Per McLachlin C.J. (concurring with Abella J. on s. 15(1)): The s. 15 analysis set out in Abella J.'s reasons is agreed with, as is her conclusion that there is a breach. While the promotion or the perpetuation of prejudice, on the one hand, and false stereotyping, on the other, are useful guides, what constitutes discrimination requires a contextual analysis, taking into account matters such as pre‑existing disadvantage of the claimant group, the degree of correspondence between the differential treatment and the claimant group's reality, the ameliorative impact or purpose of the law, and the nature of the interests affected. The issue of whether the law is discriminatory must be considered from the point of view of the reasonable person, dispassionate and fully apprised of the circumstances, possessed of similar attributes to, and under similar circumstances as, the claimant.
It is important to maintain the analytical distinction between s. 15 and s. 1. Nova Scotia (Attorney General) v. Walshdoes not bind the Court in the present case. Public policy considerations such as freedom of choice and individual autonomy, which were held in Walsh to negate a breach of s. 15, are better considered at the s. 1 stage of the analysis.

INFORMATION SUPPLIED =>
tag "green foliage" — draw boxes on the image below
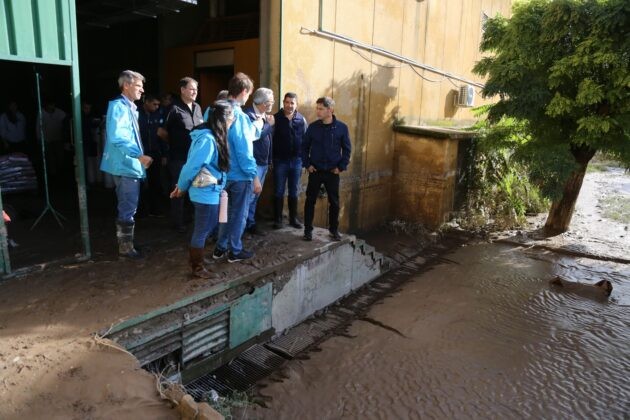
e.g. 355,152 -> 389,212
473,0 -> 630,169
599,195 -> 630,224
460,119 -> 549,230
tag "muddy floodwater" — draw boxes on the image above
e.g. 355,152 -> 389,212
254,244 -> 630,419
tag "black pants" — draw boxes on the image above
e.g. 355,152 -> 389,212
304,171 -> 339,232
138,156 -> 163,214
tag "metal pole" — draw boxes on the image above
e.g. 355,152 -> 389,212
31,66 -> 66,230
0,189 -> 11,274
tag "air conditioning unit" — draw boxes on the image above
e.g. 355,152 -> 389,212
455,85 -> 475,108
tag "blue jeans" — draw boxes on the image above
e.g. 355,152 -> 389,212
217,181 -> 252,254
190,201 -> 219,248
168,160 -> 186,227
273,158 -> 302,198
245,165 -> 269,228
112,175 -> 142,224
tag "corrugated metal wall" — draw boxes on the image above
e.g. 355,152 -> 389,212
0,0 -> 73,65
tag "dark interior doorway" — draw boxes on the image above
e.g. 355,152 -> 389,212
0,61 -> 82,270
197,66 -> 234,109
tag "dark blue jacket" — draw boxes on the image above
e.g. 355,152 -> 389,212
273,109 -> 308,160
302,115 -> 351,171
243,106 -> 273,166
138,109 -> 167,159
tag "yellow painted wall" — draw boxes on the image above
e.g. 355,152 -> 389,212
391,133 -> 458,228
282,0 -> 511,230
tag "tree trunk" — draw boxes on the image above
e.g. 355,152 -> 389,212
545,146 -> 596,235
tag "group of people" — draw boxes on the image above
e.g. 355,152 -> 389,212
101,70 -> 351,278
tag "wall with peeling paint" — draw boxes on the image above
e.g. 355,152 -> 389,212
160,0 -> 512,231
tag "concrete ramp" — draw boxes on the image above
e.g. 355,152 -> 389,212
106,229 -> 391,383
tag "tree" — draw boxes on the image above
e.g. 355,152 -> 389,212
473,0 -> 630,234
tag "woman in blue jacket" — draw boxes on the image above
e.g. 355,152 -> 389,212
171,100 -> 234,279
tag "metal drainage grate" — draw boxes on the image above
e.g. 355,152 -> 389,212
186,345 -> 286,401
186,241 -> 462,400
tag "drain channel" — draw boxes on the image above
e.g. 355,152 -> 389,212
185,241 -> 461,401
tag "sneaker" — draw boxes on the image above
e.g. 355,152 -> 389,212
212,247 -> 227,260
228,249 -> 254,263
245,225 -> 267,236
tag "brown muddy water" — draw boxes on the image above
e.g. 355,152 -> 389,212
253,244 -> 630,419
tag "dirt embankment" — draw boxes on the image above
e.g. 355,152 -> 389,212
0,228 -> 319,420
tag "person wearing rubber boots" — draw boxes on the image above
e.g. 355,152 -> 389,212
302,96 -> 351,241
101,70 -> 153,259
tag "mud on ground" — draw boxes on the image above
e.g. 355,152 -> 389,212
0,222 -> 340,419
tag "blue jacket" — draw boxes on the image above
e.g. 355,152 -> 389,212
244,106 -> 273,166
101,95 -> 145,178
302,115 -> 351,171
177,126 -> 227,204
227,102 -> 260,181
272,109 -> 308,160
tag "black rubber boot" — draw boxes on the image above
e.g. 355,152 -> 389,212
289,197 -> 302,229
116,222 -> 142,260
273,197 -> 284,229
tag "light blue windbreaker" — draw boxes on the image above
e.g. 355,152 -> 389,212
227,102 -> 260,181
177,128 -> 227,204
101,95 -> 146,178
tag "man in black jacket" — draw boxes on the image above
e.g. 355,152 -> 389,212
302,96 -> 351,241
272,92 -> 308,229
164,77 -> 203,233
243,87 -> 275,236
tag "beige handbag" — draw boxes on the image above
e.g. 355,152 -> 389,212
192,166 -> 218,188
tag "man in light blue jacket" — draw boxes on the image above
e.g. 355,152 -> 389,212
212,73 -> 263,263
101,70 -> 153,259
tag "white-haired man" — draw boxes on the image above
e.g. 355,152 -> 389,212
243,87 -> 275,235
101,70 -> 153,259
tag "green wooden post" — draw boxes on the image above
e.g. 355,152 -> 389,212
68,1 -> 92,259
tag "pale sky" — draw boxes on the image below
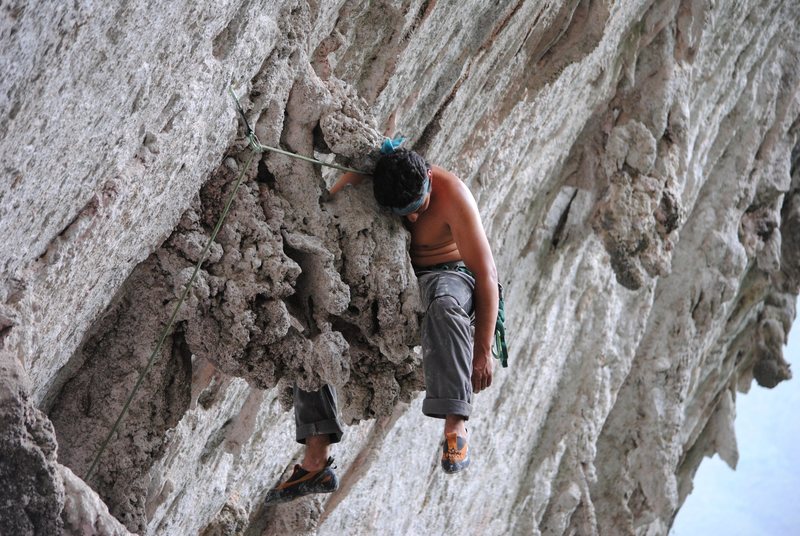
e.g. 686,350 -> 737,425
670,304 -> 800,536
==
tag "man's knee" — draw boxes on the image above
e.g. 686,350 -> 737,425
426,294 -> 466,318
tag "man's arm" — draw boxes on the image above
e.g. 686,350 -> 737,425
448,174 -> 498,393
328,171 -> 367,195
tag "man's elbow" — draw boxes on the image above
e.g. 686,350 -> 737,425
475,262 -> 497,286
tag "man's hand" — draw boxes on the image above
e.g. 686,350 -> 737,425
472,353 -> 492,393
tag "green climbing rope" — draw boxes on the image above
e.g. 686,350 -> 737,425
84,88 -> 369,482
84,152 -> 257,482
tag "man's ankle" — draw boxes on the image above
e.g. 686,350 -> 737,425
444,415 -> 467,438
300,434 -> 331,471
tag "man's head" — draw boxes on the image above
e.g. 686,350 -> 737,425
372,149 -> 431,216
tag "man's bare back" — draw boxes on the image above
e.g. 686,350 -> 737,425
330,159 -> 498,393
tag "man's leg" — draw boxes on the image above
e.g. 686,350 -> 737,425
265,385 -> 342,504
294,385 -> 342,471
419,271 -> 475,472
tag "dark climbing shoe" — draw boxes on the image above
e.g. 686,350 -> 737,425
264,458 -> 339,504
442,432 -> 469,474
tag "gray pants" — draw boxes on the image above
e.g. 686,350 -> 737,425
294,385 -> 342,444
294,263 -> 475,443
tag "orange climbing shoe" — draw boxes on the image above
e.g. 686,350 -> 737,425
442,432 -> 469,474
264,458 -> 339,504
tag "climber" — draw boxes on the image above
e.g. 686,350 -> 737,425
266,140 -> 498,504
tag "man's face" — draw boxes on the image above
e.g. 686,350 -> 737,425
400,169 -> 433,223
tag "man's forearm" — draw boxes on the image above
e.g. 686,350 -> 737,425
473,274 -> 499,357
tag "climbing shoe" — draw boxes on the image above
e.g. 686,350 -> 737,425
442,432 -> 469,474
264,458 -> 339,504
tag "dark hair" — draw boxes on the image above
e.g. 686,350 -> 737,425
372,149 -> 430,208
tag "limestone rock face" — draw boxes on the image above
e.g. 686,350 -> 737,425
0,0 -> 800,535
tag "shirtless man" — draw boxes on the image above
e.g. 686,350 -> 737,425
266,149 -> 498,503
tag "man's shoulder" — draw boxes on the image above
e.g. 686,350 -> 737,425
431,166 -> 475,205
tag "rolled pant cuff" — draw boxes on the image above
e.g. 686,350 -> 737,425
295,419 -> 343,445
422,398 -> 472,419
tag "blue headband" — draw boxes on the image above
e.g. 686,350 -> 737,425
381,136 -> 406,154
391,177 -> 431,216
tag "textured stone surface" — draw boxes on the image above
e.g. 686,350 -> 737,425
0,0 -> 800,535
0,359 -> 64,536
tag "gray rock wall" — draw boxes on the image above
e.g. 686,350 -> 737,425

WRITTEN TASKS =>
#1 Answer these questions about the text on the s. 15 analysis:
(a) Which two things does the text call useful guides?
(b) From whose point of view must the issue of whether the law is discriminatory be considered?
(c) At which stage are public policy considerations such as freedom of choice and individual autonomy better considered?
#2 Can you quote the text on the s. 15 analysis from "Per McLachlin C.J." up to and including "as, the claimant."?

THE RESULTS =>
#1
(a) The promotion or the perpetuation of prejudice, and false stereotyping.
(b) The reasonable person, dispassionate and fully apprised of the circumstances, possessed of similar attributes to, and under similar circumstances as, the claimant.
(c) At the s. 1 stage of the analysis.

#2
Per McLachlin C.J. (concurring with Abella J. on s. 15(1)): The s. 15 analysis set out in Abella J.'s reasons is agreed with, as is her conclusion that there is a breach. While the promotion or the perpetuation of prejudice, on the one hand, and false stereotyping, on the other, are useful guides, what constitutes discrimination requires a contextual analysis, taking into account matters such as pre‑existing disadvantage of the claimant group, the degree of correspondence between the differential treatment and the claimant group's reality, the ameliorative impact or purpose of the law, and the nature of the interests affected. The issue of whether the law is discriminatory must be considered from the point of view of the reasonable person, dispassionate and fully apprised of the circumstances, possessed of similar attributes to, and under similar circumstances as, the claimant.